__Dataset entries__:
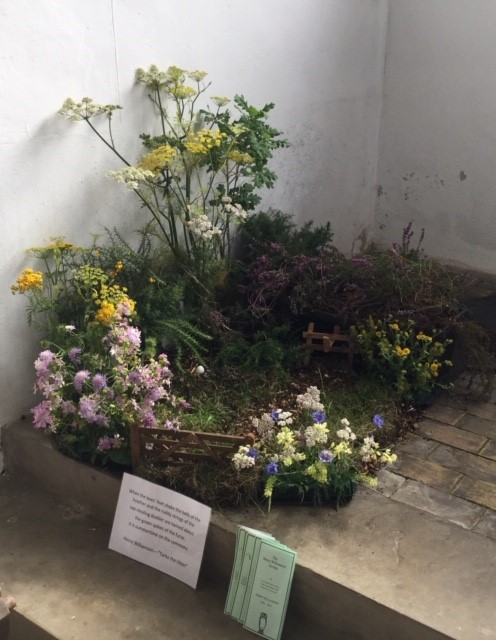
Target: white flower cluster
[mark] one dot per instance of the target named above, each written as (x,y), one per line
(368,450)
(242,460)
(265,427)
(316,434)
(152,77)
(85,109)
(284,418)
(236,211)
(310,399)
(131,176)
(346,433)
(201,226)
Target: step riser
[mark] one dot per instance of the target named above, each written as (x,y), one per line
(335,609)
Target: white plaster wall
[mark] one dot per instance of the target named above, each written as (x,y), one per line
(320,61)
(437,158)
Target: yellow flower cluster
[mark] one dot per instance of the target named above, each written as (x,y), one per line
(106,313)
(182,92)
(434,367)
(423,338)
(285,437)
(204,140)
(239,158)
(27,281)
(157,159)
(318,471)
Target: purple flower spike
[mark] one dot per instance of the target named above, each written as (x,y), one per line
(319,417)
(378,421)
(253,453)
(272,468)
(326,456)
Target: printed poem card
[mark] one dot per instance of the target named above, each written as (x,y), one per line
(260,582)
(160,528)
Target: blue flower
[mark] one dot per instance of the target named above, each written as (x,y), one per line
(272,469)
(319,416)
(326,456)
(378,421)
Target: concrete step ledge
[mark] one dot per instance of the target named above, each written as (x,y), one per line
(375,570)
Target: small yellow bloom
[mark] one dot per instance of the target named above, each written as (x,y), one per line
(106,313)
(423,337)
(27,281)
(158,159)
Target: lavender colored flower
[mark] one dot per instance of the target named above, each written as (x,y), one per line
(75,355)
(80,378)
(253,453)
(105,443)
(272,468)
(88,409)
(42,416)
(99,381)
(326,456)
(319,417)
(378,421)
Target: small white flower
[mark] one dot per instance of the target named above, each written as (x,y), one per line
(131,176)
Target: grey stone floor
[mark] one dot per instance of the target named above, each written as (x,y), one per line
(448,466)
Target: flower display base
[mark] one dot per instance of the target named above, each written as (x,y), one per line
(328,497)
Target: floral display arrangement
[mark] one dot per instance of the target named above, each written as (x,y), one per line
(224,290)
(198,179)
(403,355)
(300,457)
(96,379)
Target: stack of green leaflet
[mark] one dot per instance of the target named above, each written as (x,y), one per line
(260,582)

* * *

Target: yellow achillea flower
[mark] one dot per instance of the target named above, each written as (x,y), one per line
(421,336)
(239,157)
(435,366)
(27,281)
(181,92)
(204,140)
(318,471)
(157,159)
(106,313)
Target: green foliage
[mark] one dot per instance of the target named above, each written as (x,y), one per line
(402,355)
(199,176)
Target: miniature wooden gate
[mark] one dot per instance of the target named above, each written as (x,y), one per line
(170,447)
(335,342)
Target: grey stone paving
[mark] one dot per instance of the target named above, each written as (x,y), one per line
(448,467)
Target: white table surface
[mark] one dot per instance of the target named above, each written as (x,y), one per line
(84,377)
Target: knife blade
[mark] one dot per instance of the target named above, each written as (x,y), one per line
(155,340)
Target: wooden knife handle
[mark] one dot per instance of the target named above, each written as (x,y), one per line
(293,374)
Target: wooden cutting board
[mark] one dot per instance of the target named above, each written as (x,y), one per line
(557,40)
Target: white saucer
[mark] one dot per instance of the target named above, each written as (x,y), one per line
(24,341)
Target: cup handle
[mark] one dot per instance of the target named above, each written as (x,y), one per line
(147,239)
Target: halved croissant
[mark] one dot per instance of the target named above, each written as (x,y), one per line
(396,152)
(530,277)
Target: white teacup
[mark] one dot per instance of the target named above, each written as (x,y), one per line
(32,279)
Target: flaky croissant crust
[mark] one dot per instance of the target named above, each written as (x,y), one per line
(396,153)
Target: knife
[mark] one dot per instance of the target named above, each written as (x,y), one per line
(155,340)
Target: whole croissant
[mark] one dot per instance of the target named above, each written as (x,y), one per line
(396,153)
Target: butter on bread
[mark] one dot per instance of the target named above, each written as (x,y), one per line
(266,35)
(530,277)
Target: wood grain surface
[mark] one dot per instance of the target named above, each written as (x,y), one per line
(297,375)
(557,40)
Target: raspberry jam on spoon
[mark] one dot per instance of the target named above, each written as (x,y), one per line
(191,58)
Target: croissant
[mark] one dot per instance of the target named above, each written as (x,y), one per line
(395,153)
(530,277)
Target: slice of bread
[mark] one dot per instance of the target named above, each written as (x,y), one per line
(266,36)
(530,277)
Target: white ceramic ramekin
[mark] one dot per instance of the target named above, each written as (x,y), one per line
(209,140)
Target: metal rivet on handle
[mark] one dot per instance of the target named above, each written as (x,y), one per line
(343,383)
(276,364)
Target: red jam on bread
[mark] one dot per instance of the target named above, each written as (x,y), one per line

__WHAT IS BEING ASKED__: Using the data above, reproduce exactly the lines from the line that contains "Target: white flower cluster" through the line that contains "Target: small yellow bloom", including both.

__REPLY TO THE TASK__:
Target: white flower cluster
[mark] one dot per instance of the target named above, each written as (x,y), one per line
(368,450)
(242,460)
(265,427)
(316,434)
(152,77)
(85,109)
(284,418)
(236,211)
(310,399)
(131,176)
(346,433)
(201,226)
Target: step riser
[mark] one dot per instance of the target named above, each written as (x,y), one per line
(335,609)
Target: white plaster wall
[mark] one dot per instance of the target named above, each written as (x,y), one per line
(320,61)
(437,158)
Target: yellow flower cluster
[mark] one dot per instance of the target named above, each written as (x,y), one per line
(106,313)
(182,92)
(434,367)
(423,338)
(285,437)
(204,140)
(239,158)
(27,281)
(157,159)
(318,471)
Target: purple flower spike
[mark] one dot per instance of the target named above, each written as (x,y), one per line
(319,417)
(378,421)
(253,453)
(272,468)
(326,456)
Target: printed poem card
[mark] one dot per instance of the target named above, each written as (x,y), one per line
(260,582)
(160,528)
Target: blue flower
[mark] one dot per instance of the target named above, each written as (x,y), one per line
(272,469)
(319,416)
(326,456)
(378,421)
Target: concrete step ledge
[mark] one dot per instance of the target named above, each written as (x,y), one per line
(375,570)
Target: small yellow bloom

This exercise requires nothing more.